The lines to extract begin at the one containing "drop a point: the dry grass blade" and run to the end of the listing; set them down exactly and alone.

-=-=-=-=-

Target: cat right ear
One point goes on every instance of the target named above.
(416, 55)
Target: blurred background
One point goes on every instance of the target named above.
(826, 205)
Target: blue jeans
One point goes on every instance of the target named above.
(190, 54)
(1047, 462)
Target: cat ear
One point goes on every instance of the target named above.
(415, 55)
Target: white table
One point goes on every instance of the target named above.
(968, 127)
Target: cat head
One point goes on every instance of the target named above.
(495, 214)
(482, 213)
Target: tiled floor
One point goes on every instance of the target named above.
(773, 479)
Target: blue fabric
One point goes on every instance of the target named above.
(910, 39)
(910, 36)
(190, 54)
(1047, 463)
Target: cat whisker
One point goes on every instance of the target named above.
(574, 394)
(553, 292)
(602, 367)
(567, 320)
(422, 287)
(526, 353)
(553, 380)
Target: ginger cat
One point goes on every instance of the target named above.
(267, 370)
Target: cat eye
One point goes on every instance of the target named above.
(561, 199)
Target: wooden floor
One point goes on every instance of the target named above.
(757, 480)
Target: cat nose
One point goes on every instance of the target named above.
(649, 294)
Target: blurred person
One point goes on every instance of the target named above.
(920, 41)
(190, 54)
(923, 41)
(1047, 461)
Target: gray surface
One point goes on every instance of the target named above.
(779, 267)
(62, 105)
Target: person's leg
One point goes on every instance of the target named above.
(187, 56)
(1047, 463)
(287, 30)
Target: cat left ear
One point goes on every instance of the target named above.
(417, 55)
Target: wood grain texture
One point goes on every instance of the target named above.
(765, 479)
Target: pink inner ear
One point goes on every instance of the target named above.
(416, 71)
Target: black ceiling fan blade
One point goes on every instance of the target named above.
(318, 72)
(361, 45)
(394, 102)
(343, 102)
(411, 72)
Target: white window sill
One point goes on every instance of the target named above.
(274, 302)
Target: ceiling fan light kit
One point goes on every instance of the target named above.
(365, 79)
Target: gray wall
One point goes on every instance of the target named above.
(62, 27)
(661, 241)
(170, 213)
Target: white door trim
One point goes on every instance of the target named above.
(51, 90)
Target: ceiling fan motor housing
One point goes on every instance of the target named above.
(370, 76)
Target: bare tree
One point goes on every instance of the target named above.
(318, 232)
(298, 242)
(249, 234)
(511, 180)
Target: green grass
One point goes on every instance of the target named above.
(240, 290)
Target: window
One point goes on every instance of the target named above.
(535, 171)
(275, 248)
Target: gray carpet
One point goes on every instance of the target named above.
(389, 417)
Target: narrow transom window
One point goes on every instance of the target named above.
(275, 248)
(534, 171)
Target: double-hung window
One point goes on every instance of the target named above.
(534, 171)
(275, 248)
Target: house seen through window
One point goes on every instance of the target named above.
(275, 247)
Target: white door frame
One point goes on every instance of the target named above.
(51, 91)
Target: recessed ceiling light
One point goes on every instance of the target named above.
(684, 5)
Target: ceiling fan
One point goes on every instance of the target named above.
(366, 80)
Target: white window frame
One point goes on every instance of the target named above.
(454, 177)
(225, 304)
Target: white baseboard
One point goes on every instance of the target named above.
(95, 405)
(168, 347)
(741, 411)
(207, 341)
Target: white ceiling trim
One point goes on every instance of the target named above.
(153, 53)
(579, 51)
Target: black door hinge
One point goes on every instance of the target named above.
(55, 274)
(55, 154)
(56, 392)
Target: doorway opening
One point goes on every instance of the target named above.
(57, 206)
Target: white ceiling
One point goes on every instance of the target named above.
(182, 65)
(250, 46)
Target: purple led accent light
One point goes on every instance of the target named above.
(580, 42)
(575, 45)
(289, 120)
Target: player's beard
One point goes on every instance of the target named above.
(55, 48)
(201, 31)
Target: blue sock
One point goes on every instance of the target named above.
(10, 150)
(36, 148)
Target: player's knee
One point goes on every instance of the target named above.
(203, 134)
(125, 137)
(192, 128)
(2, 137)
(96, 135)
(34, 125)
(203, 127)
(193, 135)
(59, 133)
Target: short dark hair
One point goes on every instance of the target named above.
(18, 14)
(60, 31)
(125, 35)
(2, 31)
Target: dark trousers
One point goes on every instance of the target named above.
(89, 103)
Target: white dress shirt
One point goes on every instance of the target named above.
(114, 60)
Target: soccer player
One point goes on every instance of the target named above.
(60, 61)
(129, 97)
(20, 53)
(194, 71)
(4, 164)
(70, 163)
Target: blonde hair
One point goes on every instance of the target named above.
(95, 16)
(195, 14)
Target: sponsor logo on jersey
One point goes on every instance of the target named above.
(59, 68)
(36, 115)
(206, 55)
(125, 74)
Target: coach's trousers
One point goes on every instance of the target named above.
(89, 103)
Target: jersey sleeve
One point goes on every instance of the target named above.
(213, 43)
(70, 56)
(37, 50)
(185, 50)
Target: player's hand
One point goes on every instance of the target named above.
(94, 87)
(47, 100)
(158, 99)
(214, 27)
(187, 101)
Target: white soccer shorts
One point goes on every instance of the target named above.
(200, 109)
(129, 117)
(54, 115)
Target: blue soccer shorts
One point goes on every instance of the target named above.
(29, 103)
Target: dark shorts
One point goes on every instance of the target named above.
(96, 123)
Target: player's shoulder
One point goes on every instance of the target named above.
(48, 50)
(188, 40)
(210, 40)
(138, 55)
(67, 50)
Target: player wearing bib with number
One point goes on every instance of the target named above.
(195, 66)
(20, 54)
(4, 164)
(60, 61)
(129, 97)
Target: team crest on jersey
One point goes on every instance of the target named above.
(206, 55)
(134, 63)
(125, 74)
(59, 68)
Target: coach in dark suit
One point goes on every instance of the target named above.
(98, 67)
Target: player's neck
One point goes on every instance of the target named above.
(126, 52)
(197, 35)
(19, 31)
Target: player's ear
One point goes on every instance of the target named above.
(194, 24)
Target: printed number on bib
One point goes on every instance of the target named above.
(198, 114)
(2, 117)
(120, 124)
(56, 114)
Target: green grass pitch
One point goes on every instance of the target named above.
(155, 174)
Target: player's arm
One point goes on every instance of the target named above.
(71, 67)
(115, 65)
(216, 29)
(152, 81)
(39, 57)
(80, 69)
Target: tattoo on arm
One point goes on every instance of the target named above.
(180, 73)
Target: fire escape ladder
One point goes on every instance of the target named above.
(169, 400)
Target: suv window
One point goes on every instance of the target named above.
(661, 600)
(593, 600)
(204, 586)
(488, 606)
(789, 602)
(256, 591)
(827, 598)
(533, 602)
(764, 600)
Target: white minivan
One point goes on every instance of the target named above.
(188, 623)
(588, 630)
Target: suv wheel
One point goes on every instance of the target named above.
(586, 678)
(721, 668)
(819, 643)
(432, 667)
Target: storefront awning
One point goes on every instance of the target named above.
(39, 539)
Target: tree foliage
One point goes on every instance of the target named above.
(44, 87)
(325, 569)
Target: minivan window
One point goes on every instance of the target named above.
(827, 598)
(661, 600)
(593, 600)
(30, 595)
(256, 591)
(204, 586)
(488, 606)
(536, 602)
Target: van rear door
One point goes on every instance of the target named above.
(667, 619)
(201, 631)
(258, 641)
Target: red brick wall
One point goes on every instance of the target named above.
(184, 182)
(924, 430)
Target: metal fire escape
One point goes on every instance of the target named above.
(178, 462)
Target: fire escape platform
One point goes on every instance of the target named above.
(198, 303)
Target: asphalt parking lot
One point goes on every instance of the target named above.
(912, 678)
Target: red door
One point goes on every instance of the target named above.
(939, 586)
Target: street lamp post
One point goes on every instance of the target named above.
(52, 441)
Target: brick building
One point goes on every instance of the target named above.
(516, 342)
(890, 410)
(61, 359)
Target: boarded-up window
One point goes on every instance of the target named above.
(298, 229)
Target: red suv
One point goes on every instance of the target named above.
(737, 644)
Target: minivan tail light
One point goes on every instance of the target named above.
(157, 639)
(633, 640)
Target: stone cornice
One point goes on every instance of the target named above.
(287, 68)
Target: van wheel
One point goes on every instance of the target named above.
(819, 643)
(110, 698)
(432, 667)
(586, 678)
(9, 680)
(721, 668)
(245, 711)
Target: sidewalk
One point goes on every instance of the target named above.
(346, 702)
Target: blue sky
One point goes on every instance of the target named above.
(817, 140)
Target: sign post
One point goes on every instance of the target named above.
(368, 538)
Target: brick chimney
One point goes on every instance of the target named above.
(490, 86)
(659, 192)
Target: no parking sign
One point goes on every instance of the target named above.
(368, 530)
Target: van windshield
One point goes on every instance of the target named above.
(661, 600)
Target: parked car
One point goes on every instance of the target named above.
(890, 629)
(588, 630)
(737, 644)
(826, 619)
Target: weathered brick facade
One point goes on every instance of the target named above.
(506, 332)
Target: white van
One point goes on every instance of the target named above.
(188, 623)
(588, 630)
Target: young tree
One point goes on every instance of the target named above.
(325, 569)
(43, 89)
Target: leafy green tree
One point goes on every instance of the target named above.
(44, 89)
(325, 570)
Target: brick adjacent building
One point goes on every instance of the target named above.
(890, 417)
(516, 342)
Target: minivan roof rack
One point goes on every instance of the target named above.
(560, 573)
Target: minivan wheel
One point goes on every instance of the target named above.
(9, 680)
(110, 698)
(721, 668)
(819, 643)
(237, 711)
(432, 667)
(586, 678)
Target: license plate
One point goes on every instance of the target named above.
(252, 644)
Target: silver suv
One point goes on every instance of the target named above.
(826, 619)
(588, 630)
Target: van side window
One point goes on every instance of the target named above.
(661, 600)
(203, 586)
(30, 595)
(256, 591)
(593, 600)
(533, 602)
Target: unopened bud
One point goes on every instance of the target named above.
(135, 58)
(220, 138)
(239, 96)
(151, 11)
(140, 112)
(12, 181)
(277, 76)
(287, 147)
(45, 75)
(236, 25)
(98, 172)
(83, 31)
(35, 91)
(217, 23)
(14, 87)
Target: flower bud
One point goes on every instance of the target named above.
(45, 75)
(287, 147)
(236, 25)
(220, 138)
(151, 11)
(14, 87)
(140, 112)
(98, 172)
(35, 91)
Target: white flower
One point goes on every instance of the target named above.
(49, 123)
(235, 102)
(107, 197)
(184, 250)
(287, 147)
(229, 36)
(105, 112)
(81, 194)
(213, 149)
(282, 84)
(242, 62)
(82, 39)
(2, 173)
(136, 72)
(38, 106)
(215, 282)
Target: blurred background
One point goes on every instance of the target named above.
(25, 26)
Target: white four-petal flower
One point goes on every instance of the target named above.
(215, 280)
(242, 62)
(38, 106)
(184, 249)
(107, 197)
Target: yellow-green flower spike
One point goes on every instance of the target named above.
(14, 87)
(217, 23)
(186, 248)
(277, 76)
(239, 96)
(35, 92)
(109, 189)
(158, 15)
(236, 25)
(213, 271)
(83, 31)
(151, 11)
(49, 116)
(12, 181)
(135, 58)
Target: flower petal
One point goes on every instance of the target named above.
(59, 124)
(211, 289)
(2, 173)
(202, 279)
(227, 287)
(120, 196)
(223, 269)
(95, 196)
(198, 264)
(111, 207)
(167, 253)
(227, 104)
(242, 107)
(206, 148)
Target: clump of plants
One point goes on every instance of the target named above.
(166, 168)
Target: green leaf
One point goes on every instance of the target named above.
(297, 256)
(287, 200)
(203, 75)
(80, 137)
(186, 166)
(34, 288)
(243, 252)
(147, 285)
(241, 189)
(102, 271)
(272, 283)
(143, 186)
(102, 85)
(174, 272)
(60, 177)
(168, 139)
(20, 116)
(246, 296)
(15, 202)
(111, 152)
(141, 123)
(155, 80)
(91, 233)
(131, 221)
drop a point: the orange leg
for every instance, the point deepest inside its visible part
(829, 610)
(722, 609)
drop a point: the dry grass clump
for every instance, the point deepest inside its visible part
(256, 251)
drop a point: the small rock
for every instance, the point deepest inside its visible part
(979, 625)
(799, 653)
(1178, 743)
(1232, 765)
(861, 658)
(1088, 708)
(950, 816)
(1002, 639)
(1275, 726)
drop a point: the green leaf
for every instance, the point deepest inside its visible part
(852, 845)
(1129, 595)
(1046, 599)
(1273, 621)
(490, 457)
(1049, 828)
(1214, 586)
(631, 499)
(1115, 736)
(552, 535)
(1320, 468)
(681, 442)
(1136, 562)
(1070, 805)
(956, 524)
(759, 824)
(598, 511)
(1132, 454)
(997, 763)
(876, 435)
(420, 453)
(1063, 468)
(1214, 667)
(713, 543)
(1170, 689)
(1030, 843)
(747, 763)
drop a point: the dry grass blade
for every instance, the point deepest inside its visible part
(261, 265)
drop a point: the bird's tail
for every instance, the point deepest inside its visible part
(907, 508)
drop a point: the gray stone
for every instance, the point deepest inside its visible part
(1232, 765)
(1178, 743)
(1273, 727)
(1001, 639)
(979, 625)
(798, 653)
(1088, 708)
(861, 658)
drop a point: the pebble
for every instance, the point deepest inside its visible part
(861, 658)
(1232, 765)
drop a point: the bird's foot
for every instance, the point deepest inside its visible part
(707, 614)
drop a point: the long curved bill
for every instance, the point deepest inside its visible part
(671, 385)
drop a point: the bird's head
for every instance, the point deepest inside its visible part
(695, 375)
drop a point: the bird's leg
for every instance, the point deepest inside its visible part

-=-=-=-=-

Solved problem>
drop a point: the dry grass blade
for every instance, the point deepest inside its visible part
(261, 265)
drop a point: the bird's tail
for every instance, the point deepest inside its visible part
(907, 508)
drop a point: the gray stone
for every instance, the point deepest inside its visible part
(1232, 765)
(1178, 743)
(1273, 727)
(1001, 639)
(979, 625)
(798, 653)
(1088, 708)
(861, 658)
drop a point: the pebble
for every instance, the point deepest inside its visible part
(861, 658)
(1232, 765)
drop a point: the bird's foot
for every instance, the point deepest inside its visible part
(707, 614)
drop a point: the long curved bill
for every instance, the point deepest inside its visible part
(671, 385)
drop a point: the bird's head
for every instance, the point deepest inside its visible part
(695, 375)
drop a point: the bird's leg
for every instance, the point deepest inside its visible part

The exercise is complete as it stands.